Exercise goal: Update the records below by replacing "Target" with "Label" everywhere it appears and leaving everything else unchanged. Leave the pictures out of your answer.

Data for this task:
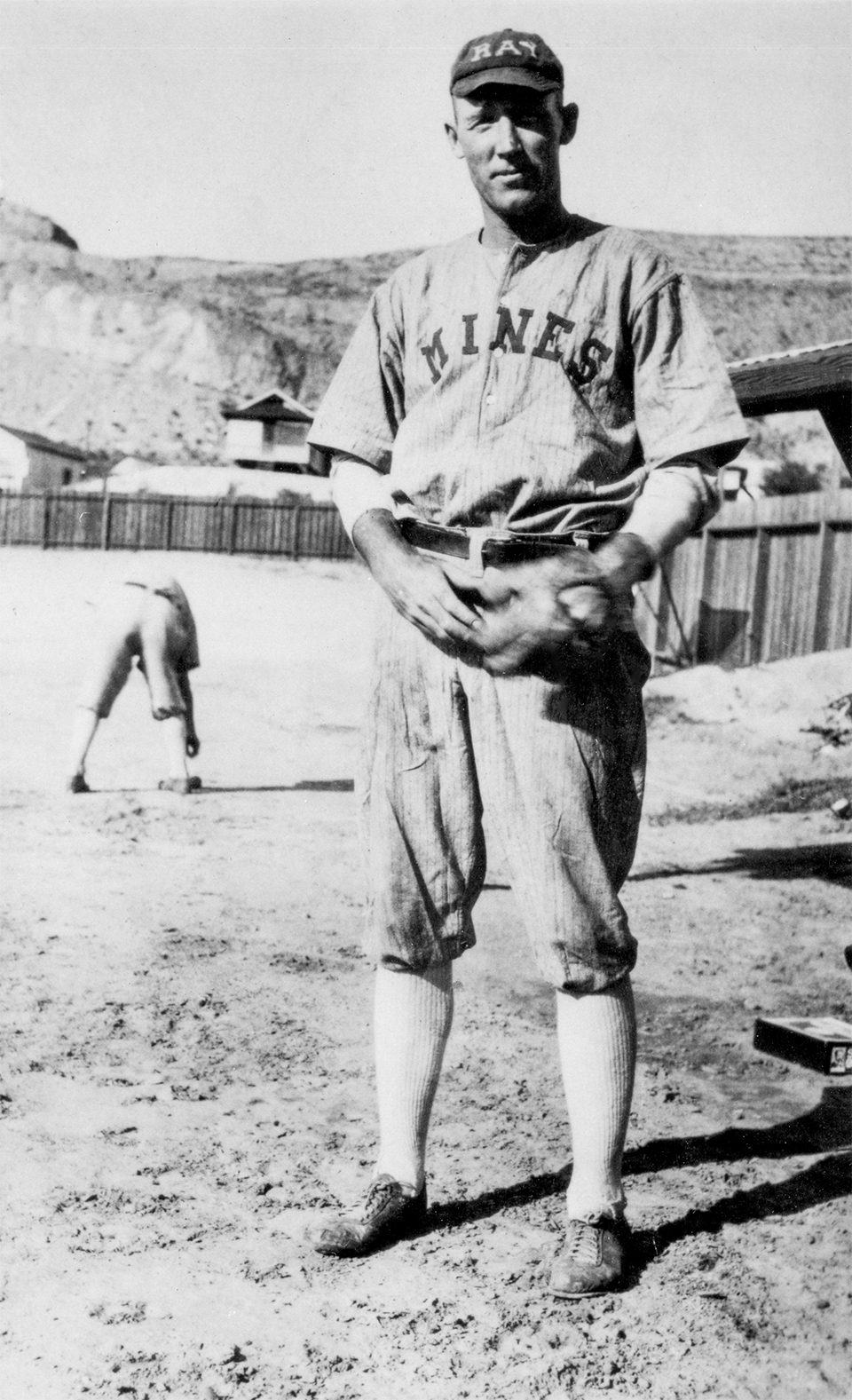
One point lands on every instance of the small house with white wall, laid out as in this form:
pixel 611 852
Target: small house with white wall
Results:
pixel 31 463
pixel 271 433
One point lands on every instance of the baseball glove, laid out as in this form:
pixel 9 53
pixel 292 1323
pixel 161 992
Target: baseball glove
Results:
pixel 544 616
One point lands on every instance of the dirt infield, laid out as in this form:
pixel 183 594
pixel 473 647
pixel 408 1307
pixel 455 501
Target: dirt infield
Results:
pixel 186 1077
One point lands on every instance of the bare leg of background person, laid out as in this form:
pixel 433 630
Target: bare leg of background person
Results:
pixel 174 735
pixel 83 732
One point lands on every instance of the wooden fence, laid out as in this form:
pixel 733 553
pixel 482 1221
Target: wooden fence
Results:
pixel 766 580
pixel 67 519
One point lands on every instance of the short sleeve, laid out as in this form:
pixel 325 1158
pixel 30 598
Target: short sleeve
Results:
pixel 683 397
pixel 364 403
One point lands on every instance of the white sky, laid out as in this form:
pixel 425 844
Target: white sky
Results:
pixel 284 131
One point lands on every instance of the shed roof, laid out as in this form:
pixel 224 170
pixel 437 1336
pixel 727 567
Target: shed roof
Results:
pixel 271 407
pixel 45 444
pixel 793 380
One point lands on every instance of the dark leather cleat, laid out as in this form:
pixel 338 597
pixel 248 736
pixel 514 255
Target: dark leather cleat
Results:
pixel 182 786
pixel 591 1261
pixel 390 1213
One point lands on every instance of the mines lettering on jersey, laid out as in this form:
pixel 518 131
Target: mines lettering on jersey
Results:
pixel 544 342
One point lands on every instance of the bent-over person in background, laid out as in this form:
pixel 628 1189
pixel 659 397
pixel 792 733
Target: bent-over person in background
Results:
pixel 146 618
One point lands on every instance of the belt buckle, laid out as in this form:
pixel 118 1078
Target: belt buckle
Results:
pixel 477 538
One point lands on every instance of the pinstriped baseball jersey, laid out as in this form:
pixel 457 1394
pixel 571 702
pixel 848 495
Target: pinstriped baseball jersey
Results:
pixel 533 392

Finished answer:
One point lands on every instance of the small house with white wall, laid out as in this form:
pixel 611 852
Label: small house with white wall
Results:
pixel 31 463
pixel 271 433
One point lands on every instance of the baseball glove, laid out as in this form:
pixel 9 53
pixel 292 1323
pixel 161 992
Label: baseball glove
Results:
pixel 544 616
One point lands on every instance of the dirt infield, laid out as in this form:
pixel 183 594
pixel 473 647
pixel 408 1307
pixel 455 501
Label: dirt infield
Results:
pixel 186 1077
One point lands on every instance of the bare leg of background person, laid out as in this form:
pixel 433 630
Label: bare leg of background person
Results:
pixel 174 735
pixel 83 732
One point lands on every instance of the wooden fence, laid out as in this form:
pixel 733 553
pixel 482 1221
Label: wooden fence
Results:
pixel 766 580
pixel 67 519
One point lands on every instance of the short sleeve, laid out as in this form:
pixel 325 1158
pixel 30 598
Label: short sleeve
Results:
pixel 683 397
pixel 364 403
One point lands on every instance of the white sky, laid out as in this form:
pixel 425 844
Label: white sky
Results:
pixel 284 131
One point lands on every instance of the shed roof, laid out as in this form:
pixel 224 170
pixel 437 1336
pixel 727 567
Label: shed roof
Results:
pixel 271 407
pixel 45 444
pixel 793 380
One point lands on every instance of the dark leather cleat, laid out as in this form:
pixel 338 597
pixel 248 736
pixel 514 255
Label: dark leather cleat
Results:
pixel 182 786
pixel 591 1261
pixel 390 1213
One point lands on every instance of the mines lettering on jersey, laid out as in this form:
pixel 518 131
Label: mines lettering on jersey
Results:
pixel 544 342
One point lands on every instance of the bent-over person in background, laid out as in this form:
pixel 628 1189
pixel 659 397
pixel 792 733
Label: bent-over person in background
Results:
pixel 146 618
One point lands on every instance of the belt buckle, laid out as in this form:
pixel 118 1078
Label: belt buckle
Results:
pixel 477 538
One point lands on every instance of the pinstriped baseball jersey, laid out as in this form:
pixel 457 1394
pixel 571 702
pixel 848 495
Label: pinstriped baseball jersey
Results:
pixel 533 392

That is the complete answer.